▶ _STORED RECORDS_:
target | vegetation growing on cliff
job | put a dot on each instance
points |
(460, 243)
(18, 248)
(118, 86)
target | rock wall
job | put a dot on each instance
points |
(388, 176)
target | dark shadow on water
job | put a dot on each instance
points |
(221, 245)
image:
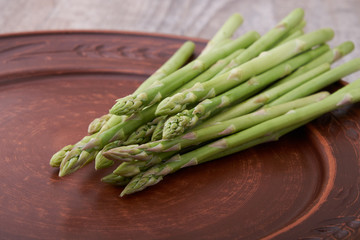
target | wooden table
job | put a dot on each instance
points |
(199, 18)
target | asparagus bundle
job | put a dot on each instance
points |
(236, 94)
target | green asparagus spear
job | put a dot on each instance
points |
(225, 32)
(116, 180)
(212, 71)
(200, 155)
(157, 134)
(267, 40)
(136, 102)
(330, 56)
(236, 76)
(98, 123)
(299, 86)
(320, 82)
(148, 151)
(178, 59)
(186, 119)
(290, 37)
(56, 159)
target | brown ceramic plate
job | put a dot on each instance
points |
(52, 84)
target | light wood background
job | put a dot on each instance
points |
(193, 18)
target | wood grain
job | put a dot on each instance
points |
(180, 17)
(305, 186)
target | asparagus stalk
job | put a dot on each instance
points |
(213, 70)
(186, 119)
(320, 82)
(147, 152)
(292, 36)
(98, 123)
(268, 40)
(200, 155)
(105, 122)
(136, 102)
(172, 64)
(143, 133)
(298, 27)
(236, 76)
(178, 59)
(102, 162)
(72, 161)
(56, 159)
(225, 32)
(264, 97)
(122, 131)
(157, 134)
(330, 56)
(116, 180)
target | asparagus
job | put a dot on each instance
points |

▶ _EXERCISE REQUIREMENTS_:
Write out all of the records above as a numbered list of lines, skipping any blank lines. Leave the pictures out of your answer.

▶ _WORKED ANSWER_:
1. target | vegetation growing on cliff
2. job | put a dot on each instance
3. points |
4. (460, 243)
5. (18, 248)
6. (118, 86)
7. target | rock wall
8. job | put a dot on each instance
9. points |
10. (388, 176)
11. target | dark shadow on water
12. job | put a dot on each instance
13. points |
14. (221, 245)
15. image:
16. target | wooden table
17. job | put a dot on each instance
18. points |
19. (199, 18)
20. target | asparagus bundle
21. job | put a dot on each instance
22. points |
23. (236, 94)
24. target | green asparagus spear
25. job | put a dot on each instance
26. points |
27. (225, 32)
28. (116, 180)
29. (212, 71)
30. (200, 155)
31. (157, 134)
32. (267, 40)
33. (136, 102)
34. (330, 56)
35. (236, 76)
36. (98, 123)
37. (299, 86)
38. (320, 82)
39. (148, 151)
40. (178, 59)
41. (186, 119)
42. (290, 37)
43. (56, 159)
44. target | brown ceramic plate
45. job | put a dot on each instance
46. points |
47. (52, 84)
48. target | light wood background
49. job | put a dot on each instance
50. points |
51. (193, 18)
52. target | wood grain
53. job | put a dot on each instance
54. points |
55. (180, 17)
56. (305, 186)
57. target | asparagus stalk
58. job | put a dot on each instance
59. points |
60. (213, 70)
61. (186, 119)
62. (320, 82)
63. (147, 152)
64. (292, 36)
65. (98, 123)
66. (268, 40)
67. (200, 155)
68. (105, 122)
69. (136, 102)
70. (172, 64)
71. (143, 133)
72. (298, 27)
73. (236, 76)
74. (178, 59)
75. (102, 162)
76. (72, 161)
77. (56, 159)
78. (225, 32)
79. (264, 97)
80. (122, 131)
81. (157, 134)
82. (330, 56)
83. (116, 180)
84. target | asparagus
85. job | put a dot on each instance
86. points |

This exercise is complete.